### What this task involves
Copy the entries exactly. Leave out any pictures.

### Available records
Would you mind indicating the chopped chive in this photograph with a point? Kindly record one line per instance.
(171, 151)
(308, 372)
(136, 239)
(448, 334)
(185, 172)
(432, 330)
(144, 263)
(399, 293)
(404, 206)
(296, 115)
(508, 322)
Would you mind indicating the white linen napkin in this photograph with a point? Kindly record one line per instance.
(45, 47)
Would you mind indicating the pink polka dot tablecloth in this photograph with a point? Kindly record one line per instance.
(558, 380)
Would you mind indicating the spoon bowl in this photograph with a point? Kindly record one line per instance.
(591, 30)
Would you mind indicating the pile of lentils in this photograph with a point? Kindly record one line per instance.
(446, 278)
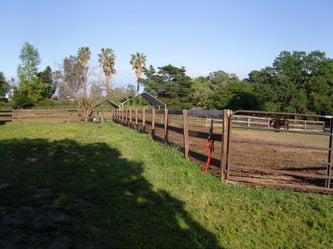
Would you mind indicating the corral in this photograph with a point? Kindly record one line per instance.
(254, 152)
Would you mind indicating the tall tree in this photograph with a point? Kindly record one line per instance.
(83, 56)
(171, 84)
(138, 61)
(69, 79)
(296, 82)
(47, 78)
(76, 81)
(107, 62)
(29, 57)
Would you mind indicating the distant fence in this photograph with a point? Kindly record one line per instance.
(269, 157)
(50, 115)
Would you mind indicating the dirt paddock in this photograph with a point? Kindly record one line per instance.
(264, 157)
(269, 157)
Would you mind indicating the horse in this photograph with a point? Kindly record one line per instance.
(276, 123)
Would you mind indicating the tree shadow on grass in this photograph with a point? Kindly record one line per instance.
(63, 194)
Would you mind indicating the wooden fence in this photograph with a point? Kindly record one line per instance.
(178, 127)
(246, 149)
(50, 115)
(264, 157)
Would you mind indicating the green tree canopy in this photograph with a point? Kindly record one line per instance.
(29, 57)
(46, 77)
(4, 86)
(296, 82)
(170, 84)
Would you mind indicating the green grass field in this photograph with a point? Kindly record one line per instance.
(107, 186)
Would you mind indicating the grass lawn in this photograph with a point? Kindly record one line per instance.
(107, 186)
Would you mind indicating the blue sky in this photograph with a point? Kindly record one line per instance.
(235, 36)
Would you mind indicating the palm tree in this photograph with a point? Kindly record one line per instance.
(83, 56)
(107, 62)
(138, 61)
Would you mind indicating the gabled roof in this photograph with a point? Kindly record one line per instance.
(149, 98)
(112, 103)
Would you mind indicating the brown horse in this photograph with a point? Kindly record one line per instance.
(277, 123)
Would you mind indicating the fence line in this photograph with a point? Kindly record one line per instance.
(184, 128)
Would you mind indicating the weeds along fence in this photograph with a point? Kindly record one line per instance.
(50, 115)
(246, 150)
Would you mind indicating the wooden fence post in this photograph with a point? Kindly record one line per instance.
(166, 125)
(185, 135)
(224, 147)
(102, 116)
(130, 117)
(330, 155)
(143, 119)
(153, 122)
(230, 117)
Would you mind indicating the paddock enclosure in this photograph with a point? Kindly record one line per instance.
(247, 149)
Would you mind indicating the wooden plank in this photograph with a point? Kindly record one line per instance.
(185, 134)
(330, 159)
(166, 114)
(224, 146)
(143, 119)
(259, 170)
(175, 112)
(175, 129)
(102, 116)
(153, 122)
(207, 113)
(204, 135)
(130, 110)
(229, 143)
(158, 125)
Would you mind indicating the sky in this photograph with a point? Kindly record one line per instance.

### Answer to the problem
Would you mind indicating the chopped chive in this photograph with a point? Kindly record one line per instance.
(171, 151)
(308, 372)
(136, 239)
(448, 334)
(185, 172)
(432, 330)
(144, 263)
(399, 293)
(404, 206)
(296, 115)
(508, 322)
Would you mind indicating the white linen napkin in this photograph with a point? Kindly record one line per instance.
(45, 47)
Would you mind indicating the pink polka dot tablecloth in this photograph with a point? Kindly record one line per instance.
(558, 380)
Would you mind indicating the spoon bowl in this photograph with a point? Kindly record one line per instance.
(591, 30)
Would you mind indicating the pile of lentils in this photograph with a point? Kindly record one line per instance.
(446, 278)
Would you mind indicating the corral in this photograph with a point? Kindly record one line per instance.
(254, 152)
Would you mind indicating the tall tree in this photograph with a point? Kindly record one line per instance.
(83, 56)
(171, 84)
(138, 61)
(69, 79)
(296, 82)
(47, 78)
(76, 81)
(107, 62)
(29, 57)
Would you mind indicating the distant fence in this photograph with a point? Kindly record one line per instance.
(269, 157)
(50, 115)
Would you mind indicating the dirt paddock in this photograph with a point? Kindly record one line per instance.
(264, 157)
(269, 157)
Would you mind indicating the horse in this photograph with a point? Kindly record one line per instance.
(276, 123)
Would you mind indicating the tree shadow on grass in this photograph with a point? Kindly record one line per instance.
(63, 194)
Would you mind indicating the wooden fence in this photograph with a point? Kindly record one line per instance.
(178, 127)
(246, 149)
(50, 115)
(264, 157)
Would you mind indicating the green tree canopy in this photograph with a point? Kindly record one line per instance.
(29, 57)
(46, 77)
(4, 86)
(296, 82)
(170, 84)
Would you mind indicating the green grass field in this photograph with a point? Kindly record one line per instance.
(107, 186)
Would you mind indicating the grass lawn in this photograph with a point? Kindly record one line per instance.
(107, 186)
Would you mind indicating the blue sky in this photograph with a point? Kindly record one line per instance.
(235, 36)
Would you mind indicating the palm tree in this photograph with a point? Kindly record one line per instance.
(83, 56)
(107, 62)
(138, 61)
Would you mind indicating the gabled roof in this photograph with a point? Kindly record one line per instance.
(149, 98)
(112, 103)
Would you mind indicating the brown horse in this photograph with a point? Kindly record one line per instance.
(277, 123)
Would you mind indicating the fence line in this photograph with a point? Kindly record one line per instance.
(184, 128)
Would you mind indicating the weeds along fence in this photograph with a point? Kindly record one line per instance.
(50, 115)
(246, 150)
Would you mind indicating the wooden fence post in this photograph with a point? Kindly record one line per instance.
(166, 125)
(185, 135)
(224, 147)
(102, 116)
(130, 117)
(330, 155)
(143, 119)
(153, 122)
(230, 117)
Would you mind indicating the paddock enclosure in this photograph with a point? Kindly record one line per instance.
(247, 149)
Would you mind indicating the wooden plank in this photograph with a point? Kindly record one line per instance.
(185, 134)
(330, 159)
(166, 114)
(224, 146)
(143, 119)
(259, 170)
(175, 112)
(175, 129)
(102, 116)
(153, 122)
(207, 113)
(204, 135)
(130, 110)
(229, 143)
(158, 125)
Would you mind indicating the sky in this photograph with a point? Kindly record one line per instance.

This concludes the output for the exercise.